## EXERCISE REQUIREMENTS
• a. Under which section of the Code of Criminal Procedure did the wife first claim maintenance, according to the Madras High Court judgment below?
• b. From the Madras High Court judgment below, reproduce word for word the passage that begins at the words "Court: Madras High" and ends after "the maintenance claim.".

## SELECTED PASSAGE
----------------
Court: Madras High Court
Bench: JUSTICE Janarthanam
Palaniammal vs K. Chinnusamy on 27 August 1994
Law Point:
Lump-sum payment evidenced by a deed. Husband’s obligation to maintain discharged.
JUDGEMENT
1. The petitioner is the wife, while the respondent is the husband.
The wife instituted proceedings claiming maintenance for herself under Section 125 of the Code of Criminal Procedure, as against her husband, which was taken on file as M.C. No. 12/89 on the file of Judicial Magistrate, Rasipuram.
2. On receipt of process, the husband entered appearance through a Counsel of his choice and resisted the maintenance claim.
3. On consideration of the materials placed on record the Judicial Magistrate dismissed the petition.
4. The aggrieved wife filed Crl. R.C.No. 88/93 on the file of the First Additional Sessions Judge, Salem who in turn, on consideration of the materials available on record, concurring with the findings of the Trial Magistrate, dismissed the revision.
5. She resorted to the present action under Section 482 of the Code of Criminal Procedure to set aside the order of learned Sessions Judge passed in the Criminal Revision case, confirming the order of the Trial Magistrate.
----------------
## EXTRACTED INFORMATION
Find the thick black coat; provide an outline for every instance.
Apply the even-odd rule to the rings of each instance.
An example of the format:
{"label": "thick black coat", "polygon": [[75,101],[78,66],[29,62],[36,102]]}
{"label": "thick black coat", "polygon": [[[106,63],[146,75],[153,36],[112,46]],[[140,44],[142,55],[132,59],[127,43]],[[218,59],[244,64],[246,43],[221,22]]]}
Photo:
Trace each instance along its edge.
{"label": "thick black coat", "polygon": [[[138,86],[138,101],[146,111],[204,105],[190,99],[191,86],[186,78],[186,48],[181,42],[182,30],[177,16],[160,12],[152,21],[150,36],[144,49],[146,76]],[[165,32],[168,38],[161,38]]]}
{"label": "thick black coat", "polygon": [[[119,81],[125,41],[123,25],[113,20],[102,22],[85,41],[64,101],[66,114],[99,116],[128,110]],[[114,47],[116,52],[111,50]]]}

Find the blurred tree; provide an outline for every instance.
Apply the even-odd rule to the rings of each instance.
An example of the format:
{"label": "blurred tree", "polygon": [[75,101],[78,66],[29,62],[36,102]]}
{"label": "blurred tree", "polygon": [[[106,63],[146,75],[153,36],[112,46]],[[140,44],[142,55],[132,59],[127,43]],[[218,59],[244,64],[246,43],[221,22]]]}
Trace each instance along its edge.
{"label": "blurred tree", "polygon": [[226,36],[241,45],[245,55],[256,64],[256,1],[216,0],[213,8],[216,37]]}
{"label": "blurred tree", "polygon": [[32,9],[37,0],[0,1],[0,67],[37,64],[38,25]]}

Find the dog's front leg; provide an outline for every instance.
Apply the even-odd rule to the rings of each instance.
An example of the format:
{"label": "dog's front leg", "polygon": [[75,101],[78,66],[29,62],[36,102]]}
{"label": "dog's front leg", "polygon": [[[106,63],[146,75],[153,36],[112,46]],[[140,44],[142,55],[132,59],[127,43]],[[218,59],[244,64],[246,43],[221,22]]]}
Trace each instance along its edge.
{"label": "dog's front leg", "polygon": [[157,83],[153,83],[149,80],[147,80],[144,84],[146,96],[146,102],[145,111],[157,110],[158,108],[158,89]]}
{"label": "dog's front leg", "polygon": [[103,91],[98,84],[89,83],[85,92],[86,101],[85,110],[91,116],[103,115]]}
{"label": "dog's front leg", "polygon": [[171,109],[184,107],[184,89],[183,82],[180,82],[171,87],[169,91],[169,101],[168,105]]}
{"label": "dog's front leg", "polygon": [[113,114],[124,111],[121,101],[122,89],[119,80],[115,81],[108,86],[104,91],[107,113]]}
----------------
## ANSWERS BY TASK
• a. Section 125.

• b.
Court: Madras High Court
Bench: JUSTICE Janarthanam
Palaniammal vs K. Chinnusamy on 27 August 1994
Law Point:
Lump-sum payment evidenced by a deed. Husband’s obligation to maintain discharged.
JUDGEMENT
1. The petitioner is the wife, while the respondent is the husband.
The wife instituted proceedings claiming maintenance for herself under Section 125 of the Code of Criminal Procedure, as against her husband, which was taken on file as M.C. No. 12/89 on the file of Judicial Magistrate, Rasipuram.
2. On receipt of process, the husband entered appearance through a Counsel of his choice and resisted the maintenance claim.